▶ _Parts of the exercise_
a: In the article on the Lajes Field furniture sale, how many local nationals does Lima say still work at the base?
b: Carry on the Lajes Field furniture sale article past its last sentence.

▶ _Supplied passage_
=== Section Start ===
One-time sale benefits DLA, Portuguese

By Jake Joy DLA Disposition Services Public Affairs

Nearly a thousand pieces of usable furniture were recently awarded to the Portuguese government as part of a one-time sale held at Lajes Field in the Azores archipelago in the mid-Atlantic.

The U.S. has based personnel at Lajes Field since WWII, as a waystation for anti-submarine aircraft and a refueling point for military cargo planes bound for the U.S., Africa, and Europe. 

Defense Logistics Agency Disposition Services has long maintained a field office at Lajes, supporting the property turn-in needs of various Air Force and Navy units headquartered there. Property Disposal Specialist Luciano Barbosa De Lima is DLA’s site lead and a 25-year DLA veteran who hails from the island chain. He said the last major property sales DLA conducted in the Azores occurred in 2015, when a hospital and family housing closed as the base was drawing down.

“The base used to be really big,” Lima said, noting that of the thousands of U.S. troops previously stationed there, a relative handful are still there. Of the 2,000 local nationals he estimated were once employed by the base, he said 417 remained. “DLA made big donations to the Humanitarian Assistance Program in 2015, and an entire hospital full of equipment – X-ray machines, dental chairs and equipment – went to a Portuguese air base in Lisbon.”

The recent sale included bedroom and office furniture – chairs, desks, wall units, chests, dressers, beds, and tables – left over from the drawdown. At first, Lima said, no one wanted to buy a giant furniture lot located in a dramatically remote place. He said that without a taker, the agency would need to downgrade the furniture condition codes and it would have cost DOD tens of thousands of dollars to collect, transport and incinerate the items.
=== Section End ===
(Collected data entries)
=== Section Start ===
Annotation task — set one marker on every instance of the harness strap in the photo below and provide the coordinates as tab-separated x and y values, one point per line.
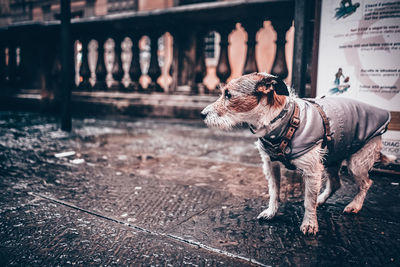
328	135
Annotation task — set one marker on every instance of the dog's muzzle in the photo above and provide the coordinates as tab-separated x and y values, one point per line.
204	115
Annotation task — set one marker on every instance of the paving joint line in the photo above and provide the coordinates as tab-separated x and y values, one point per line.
170	236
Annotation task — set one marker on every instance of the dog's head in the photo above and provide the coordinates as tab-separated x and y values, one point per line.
245	99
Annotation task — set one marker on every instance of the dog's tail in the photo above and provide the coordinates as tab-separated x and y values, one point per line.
386	159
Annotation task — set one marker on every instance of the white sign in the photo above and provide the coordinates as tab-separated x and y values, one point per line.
359	55
359	51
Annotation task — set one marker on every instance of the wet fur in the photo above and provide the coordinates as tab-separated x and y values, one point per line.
254	101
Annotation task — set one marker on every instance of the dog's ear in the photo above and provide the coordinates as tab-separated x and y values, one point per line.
271	86
265	87
280	87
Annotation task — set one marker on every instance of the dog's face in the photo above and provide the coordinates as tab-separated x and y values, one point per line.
243	99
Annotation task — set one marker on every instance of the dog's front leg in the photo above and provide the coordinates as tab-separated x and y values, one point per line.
273	174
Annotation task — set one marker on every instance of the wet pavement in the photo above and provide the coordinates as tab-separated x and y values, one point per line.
170	192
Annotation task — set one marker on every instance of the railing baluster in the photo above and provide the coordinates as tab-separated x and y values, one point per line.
117	71
200	69
251	62
101	71
12	65
135	72
84	70
154	68
223	67
2	64
279	67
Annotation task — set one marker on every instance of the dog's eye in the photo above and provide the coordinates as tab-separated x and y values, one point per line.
227	95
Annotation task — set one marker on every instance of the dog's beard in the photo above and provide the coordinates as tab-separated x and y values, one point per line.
224	123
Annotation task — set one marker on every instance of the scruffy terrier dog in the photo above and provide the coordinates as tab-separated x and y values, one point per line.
313	136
=== Section End ===
▶ _Per-task answers_
a: 417 remained, out of the 2,000 he estimated the base once employed.

b:
Then came a stroke of luck.

“I am so happy,” Lima said. “A new Portuguese base commander arrived, examined the property lot and said, ‘whoa, this is better than what we have in our housing. We probably can’t use everything, but we can use a lot of it.’”

Lima said the Portuguese Air Force made an offer to the DLA contracting officer that was accepted and then personnel quickly got to work clearing out spaces.

“It was great. We saved quite a bit of money. They took everything, they cleaned out our buildings,” Lima said. “They came in and used their trucks, their people, they loaded everything, they did the whole job.”

He said he expects a future sale of remaining furniture from a couple of buildings currently being used as quarantine quarters for servicemembers traveling to and from the U.S. who need lodging facilities while they wait for mandatory COVID-19 testing periods to elapse.

The official name of Lajes Field is Airbase No. 4. It was a primary location from which U.S. forces hunted German U-boats in WWII, and later, where Atlantic search-and-rescue missions often originated from.